___ Supplied records
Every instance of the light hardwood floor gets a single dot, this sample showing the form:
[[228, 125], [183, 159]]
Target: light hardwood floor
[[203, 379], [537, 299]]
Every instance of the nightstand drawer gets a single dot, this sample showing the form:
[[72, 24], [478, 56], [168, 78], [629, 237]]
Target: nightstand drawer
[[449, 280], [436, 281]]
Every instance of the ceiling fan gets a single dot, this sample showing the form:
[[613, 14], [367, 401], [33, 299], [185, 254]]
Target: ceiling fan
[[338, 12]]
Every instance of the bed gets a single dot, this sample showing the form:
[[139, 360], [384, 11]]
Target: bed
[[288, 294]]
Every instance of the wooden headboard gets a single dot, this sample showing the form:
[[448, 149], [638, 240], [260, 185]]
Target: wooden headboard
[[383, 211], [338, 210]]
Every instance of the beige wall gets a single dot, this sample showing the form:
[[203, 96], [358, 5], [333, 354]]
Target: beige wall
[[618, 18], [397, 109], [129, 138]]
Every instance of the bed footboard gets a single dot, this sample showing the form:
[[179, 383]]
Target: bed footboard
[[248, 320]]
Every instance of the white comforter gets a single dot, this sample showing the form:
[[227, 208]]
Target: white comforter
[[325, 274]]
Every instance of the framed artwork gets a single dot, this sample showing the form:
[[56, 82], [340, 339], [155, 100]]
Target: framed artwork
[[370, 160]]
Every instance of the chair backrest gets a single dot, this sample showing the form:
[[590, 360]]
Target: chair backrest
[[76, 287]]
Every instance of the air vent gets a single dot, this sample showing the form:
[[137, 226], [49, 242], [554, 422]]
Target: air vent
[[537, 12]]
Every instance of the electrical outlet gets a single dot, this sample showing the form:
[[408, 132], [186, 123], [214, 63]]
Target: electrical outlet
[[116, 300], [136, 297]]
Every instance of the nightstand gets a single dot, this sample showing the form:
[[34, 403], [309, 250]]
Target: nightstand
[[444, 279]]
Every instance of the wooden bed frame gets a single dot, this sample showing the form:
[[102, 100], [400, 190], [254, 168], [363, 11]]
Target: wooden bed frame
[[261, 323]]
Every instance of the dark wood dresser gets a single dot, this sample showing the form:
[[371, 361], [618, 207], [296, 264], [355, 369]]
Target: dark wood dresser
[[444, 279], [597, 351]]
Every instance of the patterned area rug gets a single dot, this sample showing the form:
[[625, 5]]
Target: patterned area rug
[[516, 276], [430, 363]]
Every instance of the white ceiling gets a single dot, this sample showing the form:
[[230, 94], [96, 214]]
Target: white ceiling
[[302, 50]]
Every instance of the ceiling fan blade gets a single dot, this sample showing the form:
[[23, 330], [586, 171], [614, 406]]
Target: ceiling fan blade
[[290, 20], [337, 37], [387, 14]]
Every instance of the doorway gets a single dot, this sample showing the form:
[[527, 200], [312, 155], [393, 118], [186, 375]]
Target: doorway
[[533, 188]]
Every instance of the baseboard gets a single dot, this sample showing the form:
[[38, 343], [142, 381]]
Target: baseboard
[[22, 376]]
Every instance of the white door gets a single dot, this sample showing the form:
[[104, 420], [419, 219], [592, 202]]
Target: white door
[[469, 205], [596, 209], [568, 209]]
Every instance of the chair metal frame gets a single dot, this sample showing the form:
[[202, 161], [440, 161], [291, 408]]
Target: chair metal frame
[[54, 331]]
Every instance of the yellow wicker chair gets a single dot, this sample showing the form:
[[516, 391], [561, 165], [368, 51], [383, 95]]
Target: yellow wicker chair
______
Please print all of the material above again, word for word and line for line, without changing anything.

Every instance of the light hardwood floor gets a single dot, this sample showing the form:
[[228, 125], [183, 159]]
Target: light hardwood floor
[[203, 379], [537, 299]]
Every instance of the nightstand drawer gets a single dot, this sample showing the form:
[[72, 24], [478, 56], [168, 78], [629, 237]]
Target: nightstand drawer
[[449, 280], [436, 281]]
Every instance of the ceiling fan gets a single dot, this sample showing the form:
[[613, 14], [367, 401], [33, 299], [185, 254]]
Target: ceiling fan
[[338, 12]]
Every instance of the bed gets a single dot, this sample showing the form:
[[139, 360], [384, 11]]
Target: bed
[[288, 294]]
Every instance of the wooden headboard gets a single dot, this sample showing the form:
[[448, 149], [638, 240], [260, 185]]
Target: wooden headboard
[[383, 211], [338, 210]]
Every instance of the beige wall gets a single dot, this sample showing the form:
[[203, 96], [358, 5], [333, 354]]
Target: beige wall
[[618, 18], [397, 109], [129, 138]]
Every instance of the bed footboard gets a single dot, this sample showing the form:
[[179, 383]]
Target: bed footboard
[[248, 320]]
Every instance of the white comforter gets a single dot, this sample showing the form:
[[227, 208]]
Target: white comforter
[[325, 274]]
Every instance of the framed artwork gets a single dot, this sample showing the form:
[[56, 82], [340, 339], [155, 100]]
Target: framed artwork
[[370, 160]]
Every instance of the chair backrest gets a single dot, this sample showing the form:
[[590, 360]]
Target: chair backrest
[[76, 287]]
Every instance of the air vent gets a single dot, this sample showing the form:
[[137, 226], [49, 242], [554, 422]]
Target: air vent
[[537, 12]]
Every instance of the electrical outlet gets a single dot, this sample showing the form:
[[408, 132], [186, 123], [214, 63]]
Target: electrical outlet
[[116, 300], [136, 297]]
Every instance of the nightstand gets a single dot, this sample showing the form:
[[34, 403], [309, 250]]
Target: nightstand
[[444, 279]]
Every instance of the wooden bed frame gets a single dot, this sample showing the form:
[[102, 100], [400, 190], [254, 168], [363, 11]]
Target: wooden bed frame
[[261, 323]]
Every instance of the dark wood dresser gets a single dot, this sample showing the form:
[[371, 361], [618, 207], [296, 264], [355, 369]]
Target: dark wood dresser
[[444, 279], [597, 351]]
Every instance of the patterned area rug gets a single dot, this sample showing the form:
[[625, 5]]
Target: patterned area rug
[[516, 276], [430, 363]]
Every instance of the white ceiling gets a single dot, this sample showing the form:
[[230, 94], [96, 214]]
Target: white ceiling
[[302, 50]]
Every instance of the ceiling fan blade gets a single dot, this sample showing the form:
[[23, 330], [586, 171], [614, 406]]
Target: ceiling fan blade
[[290, 20], [337, 37], [387, 14]]
Every instance of the doorway gets a single dot, this sample showing the form:
[[527, 200], [312, 155], [393, 118], [186, 375]]
Target: doorway
[[533, 188]]
Every instance of the baseboard gets a single dot, this sample showing the form:
[[38, 343], [142, 381]]
Target: baseboard
[[22, 376]]
Every instance of the white door gets a single dot, this sample showing the form:
[[104, 420], [419, 219], [592, 202]]
Target: white door
[[469, 205], [596, 209], [568, 209]]
Every instance of the chair metal frame gets a single dot, this sample showing the form:
[[202, 161], [440, 161], [291, 408]]
Target: chair metal frame
[[54, 331]]
Every instance of the yellow wicker chair gets a single dot, this sample showing the form:
[[516, 391], [561, 165], [368, 51], [383, 95]]
Target: yellow wicker chair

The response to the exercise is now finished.